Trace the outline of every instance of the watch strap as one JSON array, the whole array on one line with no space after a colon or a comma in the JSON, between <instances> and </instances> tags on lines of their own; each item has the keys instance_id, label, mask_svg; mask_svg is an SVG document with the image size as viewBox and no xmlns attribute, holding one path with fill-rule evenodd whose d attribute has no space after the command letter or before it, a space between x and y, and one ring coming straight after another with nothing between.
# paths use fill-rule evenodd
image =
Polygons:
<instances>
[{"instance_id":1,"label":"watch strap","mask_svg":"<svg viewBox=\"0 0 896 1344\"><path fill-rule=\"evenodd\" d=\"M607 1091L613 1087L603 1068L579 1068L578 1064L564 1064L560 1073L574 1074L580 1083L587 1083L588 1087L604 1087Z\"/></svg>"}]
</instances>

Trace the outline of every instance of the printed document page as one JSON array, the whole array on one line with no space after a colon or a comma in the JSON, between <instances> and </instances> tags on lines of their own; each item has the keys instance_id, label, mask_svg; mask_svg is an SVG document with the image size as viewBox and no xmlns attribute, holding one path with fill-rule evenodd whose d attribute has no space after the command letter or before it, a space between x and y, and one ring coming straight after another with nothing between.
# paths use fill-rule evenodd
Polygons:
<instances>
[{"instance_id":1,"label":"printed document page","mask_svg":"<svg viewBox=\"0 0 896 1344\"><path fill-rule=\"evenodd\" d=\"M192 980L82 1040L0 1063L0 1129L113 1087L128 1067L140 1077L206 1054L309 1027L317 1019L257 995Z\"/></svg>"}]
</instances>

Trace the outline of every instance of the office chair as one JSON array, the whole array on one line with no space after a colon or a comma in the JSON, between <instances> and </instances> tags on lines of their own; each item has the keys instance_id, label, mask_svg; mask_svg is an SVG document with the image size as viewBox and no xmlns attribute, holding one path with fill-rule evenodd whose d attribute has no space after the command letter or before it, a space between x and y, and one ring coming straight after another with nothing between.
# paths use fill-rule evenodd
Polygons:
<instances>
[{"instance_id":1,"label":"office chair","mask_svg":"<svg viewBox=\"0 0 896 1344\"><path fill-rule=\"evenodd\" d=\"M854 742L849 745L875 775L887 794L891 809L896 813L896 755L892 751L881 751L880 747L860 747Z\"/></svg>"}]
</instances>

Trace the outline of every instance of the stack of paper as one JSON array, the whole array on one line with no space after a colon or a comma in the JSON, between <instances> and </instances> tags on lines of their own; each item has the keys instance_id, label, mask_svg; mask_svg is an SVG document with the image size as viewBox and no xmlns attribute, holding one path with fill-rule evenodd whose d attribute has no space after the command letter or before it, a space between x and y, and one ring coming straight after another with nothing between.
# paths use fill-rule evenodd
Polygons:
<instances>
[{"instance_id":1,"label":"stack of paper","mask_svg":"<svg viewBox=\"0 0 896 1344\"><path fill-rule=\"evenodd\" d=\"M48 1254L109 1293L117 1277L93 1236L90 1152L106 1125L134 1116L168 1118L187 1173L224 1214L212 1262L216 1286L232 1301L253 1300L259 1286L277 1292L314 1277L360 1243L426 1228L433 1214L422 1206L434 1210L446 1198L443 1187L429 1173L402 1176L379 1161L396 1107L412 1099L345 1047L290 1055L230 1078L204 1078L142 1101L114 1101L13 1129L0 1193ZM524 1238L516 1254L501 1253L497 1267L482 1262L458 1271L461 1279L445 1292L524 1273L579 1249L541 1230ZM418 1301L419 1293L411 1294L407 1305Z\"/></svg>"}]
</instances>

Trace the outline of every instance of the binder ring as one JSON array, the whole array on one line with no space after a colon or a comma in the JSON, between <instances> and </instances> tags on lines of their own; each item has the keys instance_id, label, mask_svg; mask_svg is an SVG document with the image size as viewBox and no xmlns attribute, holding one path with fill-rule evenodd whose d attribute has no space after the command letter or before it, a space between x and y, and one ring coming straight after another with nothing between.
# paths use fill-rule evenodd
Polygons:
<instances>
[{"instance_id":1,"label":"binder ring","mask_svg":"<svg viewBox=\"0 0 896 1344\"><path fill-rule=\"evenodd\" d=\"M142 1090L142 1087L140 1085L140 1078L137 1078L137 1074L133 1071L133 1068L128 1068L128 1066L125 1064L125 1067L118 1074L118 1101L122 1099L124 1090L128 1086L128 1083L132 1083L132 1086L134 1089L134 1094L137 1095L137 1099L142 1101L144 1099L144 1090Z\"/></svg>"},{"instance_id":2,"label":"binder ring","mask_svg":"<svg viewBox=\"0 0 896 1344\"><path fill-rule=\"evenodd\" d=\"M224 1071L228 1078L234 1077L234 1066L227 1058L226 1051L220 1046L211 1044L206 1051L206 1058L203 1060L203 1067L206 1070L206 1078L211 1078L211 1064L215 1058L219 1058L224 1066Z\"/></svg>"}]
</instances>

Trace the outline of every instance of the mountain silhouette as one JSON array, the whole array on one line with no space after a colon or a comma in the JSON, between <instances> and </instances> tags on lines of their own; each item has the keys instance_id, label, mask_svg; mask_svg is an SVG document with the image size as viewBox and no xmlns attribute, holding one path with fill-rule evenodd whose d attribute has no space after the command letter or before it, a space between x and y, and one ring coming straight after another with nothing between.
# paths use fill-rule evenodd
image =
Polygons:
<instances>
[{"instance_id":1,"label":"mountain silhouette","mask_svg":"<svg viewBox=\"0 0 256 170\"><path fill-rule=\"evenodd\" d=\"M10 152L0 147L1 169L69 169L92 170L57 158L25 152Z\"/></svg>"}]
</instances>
——
**What to work on**
Rewrite the lines from the one containing "Trace the outline of every instance of the mountain" through the end of the items, swapping "Polygons" for "Shapes" and leaving everything else unchanged.

**Exercise answer**
Trace the outline of every instance of the mountain silhouette as one JSON array, the whole array on one line with no space after a colon or a comma in the JSON, between <instances> and </instances> tags on lines of their own; each item has the keys instance_id, label, mask_svg; mask_svg is an SVG document with the image size as viewBox and no xmlns attribute, holding one path with fill-rule evenodd whose d attribute has no space after the command letter or before it, a space between x and y, and one ring coming straight after another with nothing between.
# paths use fill-rule evenodd
image =
Shapes:
<instances>
[{"instance_id":1,"label":"mountain silhouette","mask_svg":"<svg viewBox=\"0 0 256 170\"><path fill-rule=\"evenodd\" d=\"M10 152L0 147L1 169L69 169L92 170L57 158L25 152Z\"/></svg>"}]
</instances>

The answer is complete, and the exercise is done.